HOW TO COMPLETE THIS TASK:
With pictures omitted, restate the data word for word.

-------- DATA FOR THIS EXERCISE

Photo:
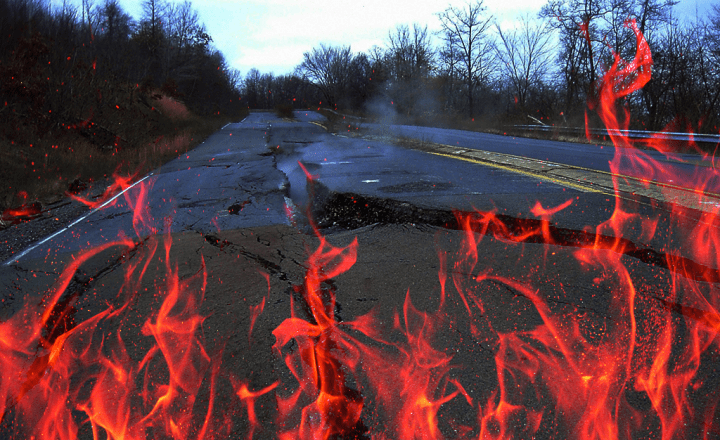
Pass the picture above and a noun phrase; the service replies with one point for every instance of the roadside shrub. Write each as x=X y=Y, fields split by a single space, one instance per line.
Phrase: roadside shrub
x=172 y=109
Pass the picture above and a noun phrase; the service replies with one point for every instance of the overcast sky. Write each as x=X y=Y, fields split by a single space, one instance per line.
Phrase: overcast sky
x=271 y=35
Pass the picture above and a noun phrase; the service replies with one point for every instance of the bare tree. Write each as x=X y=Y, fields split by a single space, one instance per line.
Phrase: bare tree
x=328 y=68
x=409 y=57
x=525 y=56
x=592 y=32
x=467 y=29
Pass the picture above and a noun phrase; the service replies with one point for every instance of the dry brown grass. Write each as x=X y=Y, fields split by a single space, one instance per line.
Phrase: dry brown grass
x=43 y=167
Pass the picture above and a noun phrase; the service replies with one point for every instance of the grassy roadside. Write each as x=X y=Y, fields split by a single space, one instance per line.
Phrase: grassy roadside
x=131 y=137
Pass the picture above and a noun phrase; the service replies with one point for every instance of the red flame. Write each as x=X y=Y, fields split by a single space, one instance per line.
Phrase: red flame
x=568 y=374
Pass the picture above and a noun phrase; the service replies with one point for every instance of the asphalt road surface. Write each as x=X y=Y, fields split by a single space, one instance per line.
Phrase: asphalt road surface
x=245 y=174
x=237 y=209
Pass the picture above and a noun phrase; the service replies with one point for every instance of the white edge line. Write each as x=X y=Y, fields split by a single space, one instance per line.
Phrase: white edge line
x=50 y=237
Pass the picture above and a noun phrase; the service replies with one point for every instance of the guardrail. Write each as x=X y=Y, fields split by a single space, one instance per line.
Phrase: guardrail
x=633 y=134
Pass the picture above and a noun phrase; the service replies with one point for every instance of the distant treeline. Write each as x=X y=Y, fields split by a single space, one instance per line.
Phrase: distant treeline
x=542 y=69
x=88 y=91
x=60 y=65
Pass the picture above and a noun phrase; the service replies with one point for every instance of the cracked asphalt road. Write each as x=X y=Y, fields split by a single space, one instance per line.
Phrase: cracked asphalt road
x=229 y=201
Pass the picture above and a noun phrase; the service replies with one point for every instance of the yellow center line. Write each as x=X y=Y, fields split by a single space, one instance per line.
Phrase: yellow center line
x=572 y=185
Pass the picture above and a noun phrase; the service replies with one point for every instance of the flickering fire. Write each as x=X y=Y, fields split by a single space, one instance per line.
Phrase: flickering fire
x=563 y=376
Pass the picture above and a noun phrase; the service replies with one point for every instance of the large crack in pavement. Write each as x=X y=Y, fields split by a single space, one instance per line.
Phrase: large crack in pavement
x=353 y=211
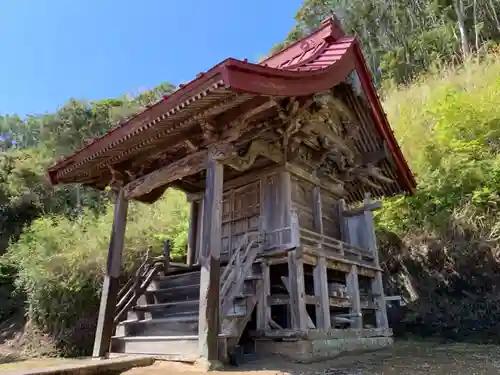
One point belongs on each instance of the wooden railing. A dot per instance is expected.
(136, 285)
(309, 237)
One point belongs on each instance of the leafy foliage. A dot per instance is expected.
(449, 232)
(402, 39)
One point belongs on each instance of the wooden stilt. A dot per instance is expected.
(110, 288)
(323, 320)
(192, 234)
(297, 291)
(377, 282)
(210, 262)
(320, 275)
(353, 291)
(263, 309)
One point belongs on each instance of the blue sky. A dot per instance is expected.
(52, 50)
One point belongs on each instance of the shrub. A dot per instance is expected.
(61, 263)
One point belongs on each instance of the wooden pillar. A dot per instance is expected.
(110, 288)
(323, 320)
(297, 290)
(341, 207)
(210, 262)
(352, 285)
(263, 308)
(192, 234)
(320, 274)
(377, 282)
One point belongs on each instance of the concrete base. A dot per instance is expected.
(322, 345)
(206, 365)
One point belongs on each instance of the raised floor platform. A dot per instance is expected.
(316, 345)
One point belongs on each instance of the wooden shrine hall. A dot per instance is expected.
(282, 163)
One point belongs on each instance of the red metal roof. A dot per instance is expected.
(312, 65)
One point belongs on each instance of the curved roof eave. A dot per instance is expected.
(237, 76)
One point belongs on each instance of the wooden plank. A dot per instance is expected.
(353, 291)
(111, 287)
(321, 291)
(188, 165)
(263, 308)
(208, 327)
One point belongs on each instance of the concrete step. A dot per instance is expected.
(176, 280)
(172, 326)
(178, 348)
(163, 310)
(190, 307)
(176, 294)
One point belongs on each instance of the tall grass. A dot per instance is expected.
(443, 241)
(448, 124)
(60, 263)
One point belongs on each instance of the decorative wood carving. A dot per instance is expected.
(190, 164)
(118, 179)
(257, 147)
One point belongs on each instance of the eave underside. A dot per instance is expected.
(209, 121)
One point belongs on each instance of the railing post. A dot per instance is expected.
(111, 287)
(295, 229)
(166, 257)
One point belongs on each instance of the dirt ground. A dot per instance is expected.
(405, 358)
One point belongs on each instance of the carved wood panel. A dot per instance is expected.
(302, 202)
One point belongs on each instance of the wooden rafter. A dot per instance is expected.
(190, 164)
(257, 147)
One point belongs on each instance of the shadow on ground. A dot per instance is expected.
(405, 358)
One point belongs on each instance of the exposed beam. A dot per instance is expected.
(257, 147)
(190, 164)
(372, 206)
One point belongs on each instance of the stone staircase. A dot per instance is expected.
(164, 321)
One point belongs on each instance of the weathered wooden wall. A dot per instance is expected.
(260, 202)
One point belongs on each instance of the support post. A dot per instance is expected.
(323, 319)
(192, 234)
(166, 256)
(111, 287)
(320, 274)
(297, 290)
(263, 309)
(210, 262)
(376, 283)
(353, 291)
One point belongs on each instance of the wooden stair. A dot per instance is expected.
(164, 321)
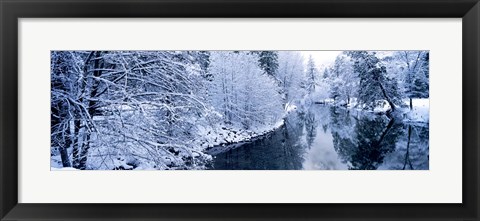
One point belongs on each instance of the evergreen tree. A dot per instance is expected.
(311, 75)
(374, 82)
(268, 61)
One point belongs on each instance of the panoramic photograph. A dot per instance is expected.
(239, 110)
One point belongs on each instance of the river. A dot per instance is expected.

----------------

RESULT FOR THIS EXERCISE:
Photo:
Pass the picture above and a noun phrase; the service replies with one point for every instance of the roadside shrub. Write each as x=X y=Y, fields split by a single space, one instance per line.
Phrase: roadside shrub
x=172 y=109
Pass the picture above and a noun phrase; the service replies with one point for every instance of the overcast sky. Write each as x=X y=Y, fields split by a single space, one instance per line.
Phrase: overcast sky
x=271 y=35
Pass the picture above and a noun phrase; the service replies with one point for every instance of the bare tree. Write each as x=X y=Y, fields split by a single space, one instance per line.
Phrase: bare tree
x=328 y=68
x=409 y=57
x=525 y=56
x=592 y=32
x=467 y=29
Pass the picture above and a noun phrase; the service replies with one point for every instance of the dry brown grass. Write each as x=X y=Y, fields split by a single space, one instance per line.
Phrase: dry brown grass
x=43 y=167
Pass the picture above and a noun phrase; the service replies with one point for every instance of the grassy roadside. Write each as x=X y=Y, fields split by a single space, one instance per line.
Phrase: grassy roadside
x=131 y=137
Pass the picture above and a noun phrase; the service replies with one point for every instance of the red flame. Write each as x=X y=Y, fields split by a single space, one instance per line.
Phrase: red flame
x=568 y=374
Pass the picture above and a noun phrase; the service replies with one point for every instance of the asphalt road surface. Write each as x=X y=Y, fields split by a single space, one instance per line.
Phrase: asphalt road surface
x=245 y=174
x=237 y=209
Pass the picture above and a noun phrase; the service replies with one point for every instance of the white edge line. Write each as x=X y=Y, fields split by a single space, one instance per line.
Phrase: white edge line
x=50 y=237
Pass the picture above and a noun phrase; the service replies with one point for every instance of the guardrail. Write each as x=X y=Y, fields split by a single space, one instance per line.
Phrase: guardrail
x=633 y=134
Pass the picture above and a noun phrase; the service replies with one point for every instance of the distant treeline. Write each as x=X y=Y, fields split by a single space, one instance per line.
Phrase: distant treeline
x=542 y=69
x=88 y=91
x=60 y=65
Pass the picture above and a noun phrase; the service replies with one point for every instance of the cracked asphalt road. Write each as x=X y=Y, fields split by a single space, one instance per line.
Phrase: cracked asphalt road
x=229 y=201
Pass the picture above and a noun phrase; the service replies with one point for every instance of the yellow center line. Write each as x=X y=Y, fields split by a single space, one instance per line.
Phrase: yellow center line
x=572 y=185
Pass the picture above and a noun phrase; the service replies with one point for every instance of the flickering fire. Write each as x=X y=Y, fields split by a single space, one instance per line.
Phrase: flickering fire
x=563 y=376
Pass the picture above and a noun phrase; the service replies with one point for every instance of the large crack in pavement. Write each as x=X y=Y, fields split by a single space, one instance per line.
Phrase: large crack in pavement
x=353 y=211
One point belongs on each instance of the wooden railing. A dot per instance is expected.
(136, 285)
(309, 237)
One point belongs on each instance of the leafy foliage. A dot per instance is expected.
(449, 232)
(402, 39)
One point belongs on each instance of the wooden stilt. A dot per instance is expected.
(110, 288)
(323, 320)
(192, 234)
(297, 291)
(377, 282)
(210, 262)
(320, 275)
(353, 291)
(263, 309)
One point belongs on each instance of the blue sky. A dot per instance is expected.
(52, 50)
One point belongs on each instance of the shrub. A dot per instance is expected.
(61, 263)
One point belongs on each instance of the wooden pillar. A dot per instance is expected.
(110, 288)
(323, 320)
(297, 290)
(341, 207)
(210, 262)
(352, 285)
(263, 308)
(192, 234)
(320, 274)
(377, 282)
One point belongs on each instance of the concrete base. A dot per instance is expected.
(322, 345)
(206, 365)
One point belongs on each instance of the raised floor platform. A dot per instance is expected.
(316, 345)
One point belongs on each instance of the wooden shrine hall. A dot per instance is expected.
(282, 163)
One point belongs on each instance of the red metal roof. A dot per instance is expected.
(312, 65)
One point belongs on each instance of the curved roof eave. A dot per instance is expected.
(237, 76)
One point belongs on each instance of the wooden plank. A dot per instance is expected.
(353, 291)
(111, 287)
(321, 291)
(188, 165)
(263, 308)
(208, 327)
One point belongs on each instance of the concrete step. A dot per instance is expected.
(176, 280)
(172, 326)
(178, 348)
(163, 310)
(190, 307)
(176, 294)
One point belongs on each instance of the tall grass. A dot per instance is expected.
(443, 241)
(448, 124)
(60, 263)
One point belongs on each instance of the decorative wood carving. A dot per instance is expected.
(190, 164)
(118, 179)
(257, 147)
One point belongs on each instance of the eave underside. A dot per instance is expected.
(209, 121)
One point belongs on each instance of the railing post. A dot per instance is expected.
(111, 287)
(295, 229)
(166, 257)
One point belongs on each instance of the dirt ground. A dot per instance is expected.
(405, 358)
One point belongs on each instance of the carved wood panel. A dot per instance is expected.
(302, 202)
One point belongs on each instance of the wooden rafter. A dot per instance is expected.
(190, 164)
(257, 147)
One point belongs on each instance of the shadow on ground. A dot per instance is expected.
(405, 358)
One point belongs on each instance of the exposed beam. A dot per instance is expected.
(257, 147)
(190, 164)
(372, 206)
One point belongs on each instance of the stone staircase. A dot per instance is expected.
(164, 321)
One point belongs on each instance of the weathered wooden wall. A dot per instance is expected.
(260, 202)
One point belongs on each instance of the support post. A dot per instance is expected.
(323, 319)
(192, 234)
(166, 256)
(111, 287)
(320, 274)
(297, 290)
(263, 309)
(210, 262)
(376, 283)
(353, 291)
One point belongs on each instance of the wooden stair. A dot per instance is expected.
(164, 321)
One point belongs on each instance of the evergreen tree. A dot per instance is expected.
(311, 75)
(374, 82)
(268, 61)
One point belongs on each instance of the panoramic photograph. A dot per instance is expected.
(239, 110)
One point belongs on each instance of the river. A dot per instance is expected.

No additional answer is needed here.